Naturalmente le scelte del legislatore vanno rispettate, anche se non appaiano del tutto coerenti col sistema normativo nel quale le riforme si inseriscono.

Ma, tornando all'oggetto reale del presente studio, la cosa che rileva è la modalità seguita per giungere alle importanti riforme introdotte, ovvero mediante l'introduzione di modifiche ed abrogazioni implicite. Il che appare, oggettivamente, un piccolo ma significativo difetto di un testo unico, che intende presentarsi come strumento di semplificazione e razionalizzazione dell'ordinamento, sicché dovrebbe procedere soprattutto per riforme e modifiche esplicite, considerando tutte le conseguenze scaturenti.

Inoltre, soprattutto, così operando il legislatore ha ignorato ben due "clausole di rafforzamento" contenute sia nel D.lgs 267/2000, sia nella legge 109/1994.

L'articolo 1, comma 4, del testo unico sull'ordinamento degli enti locali, infatti, stabilisce solennemente che "ai sensi dell'articolo 128 della Costituzione le leggi della Repubblica non possono introdurre deroghe al presente testo unico se non mediante espressa modificazione delle sue disposizioni". Dal canto suo, l'articolo 1, comma 4, della legge 109/1994 sancisce con altrettanta enfasi che "le norme della presente legge non possono essere derogate, modificate o abrogate se non per dichiarazione espressa con specifico riferimento a singole disposizioni".

E' assolutamente evidente che il D.P.R. 327/2001 non ha tenuto conto di norme che il legislatore ha previsto per mantenere l'unità e la coerenza interna di disposizioni generali, in modo da garantirne l'univocità contro il pericolo di un proliferare di modifiche implicite, sparse in una pletora di leggi e leggine che rendono di difficile lettura il quadro normativo di una certa materia.

Ora, il fenomeno del mancato rispetto, da parte del legislatore, delle clausole di rafforzamento delle leggi, non è affatto nuovo. Come è noto, la medesima clausola era contenuta anche dalla legge 142/1990, che nonostante questo ha subito una quantità enorme di modifiche e deroghe in aperto contrasto con la sua clausola di rafforzamento.

Come ha osservato il Consiglio di Stato nella sua relazione al D.P.R. 327/2000, esitata dall'Adunanza Generale in data 29.3.2001, le clausole di rafforzamento delle leggi in realtà non incidono sul rango delle norme. Inoltre, "l'istituto della abrogazione implicita non scompare dall'ordinamento (come ha osservato l'Adunanza Generale, col citato parere dell'8 giugno 2000 [1])".

Dunque, le cosiddette clausole di rafforzamento, in realtà finiscono per essere solo clausole di stile, un "memento" che il legislatore rivolge a se stesso, per sottolineare che in certe materie l'intervento di adeguamento e riforma deve seguire la logica del coordinamento e della modifica di un corpus unico, in modo da mantenere una certa disciplina sostanzialmente regolamentata da un codice unico.

OBIETTIVI
[a] Per ciascuna affermazione indica se concorda con il brano sulle clausole di rafforzamento, rispondendo sì o no e citando alla lettera le parole decisive: (i) la stessa clausola di rafforzamento era presente anche nella legge 142/1990; (ii) secondo il Consiglio di Stato, le clausole di rafforzamento incidono sul rango delle norme; (iii) l'istituto dell'abrogazione implicita scompare dall'ordinamento.
[b] Copia dal brano, senza cambiare nulla, il tratto che va da «Ma, tornando all'oggetto» fino a «le conseguenze scaturenti.».

ESTRATTO DELLA FONTE

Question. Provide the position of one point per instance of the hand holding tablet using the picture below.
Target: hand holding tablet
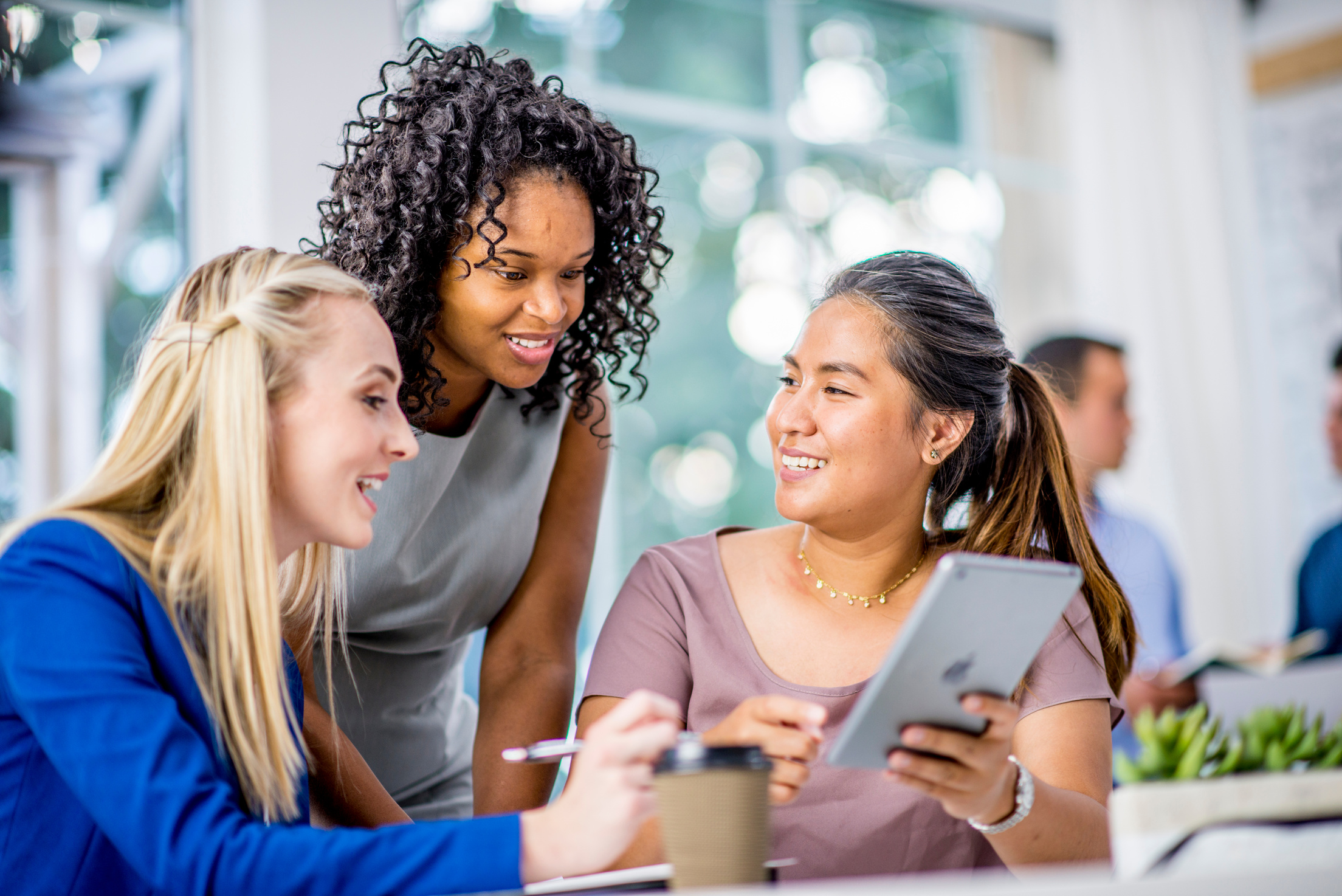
(976, 628)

RISPOSTE FINALI
[a]
(i) Sì: «la medesima clausola era contenuta anche dalla legge 142/1990».
(ii) No: «le clausole di rafforzamento delle leggi in realtà non incidono sul rango delle norme».
(iii) No: «l'istituto della abrogazione implicita non scompare dall'ordinamento».

[b]
Ma, tornando all'oggetto reale del presente studio, la cosa che rileva è la modalità seguita per giungere alle importanti riforme introdotte, ovvero mediante l'introduzione di modifiche ed abrogazioni implicite. Il che appare, oggettivamente, un piccolo ma significativo difetto di un testo unico, che intende presentarsi come strumento di semplificazione e razionalizzazione dell'ordinamento, sicché dovrebbe procedere soprattutto per riforme e modifiche esplicite, considerando tutte le conseguenze scaturenti.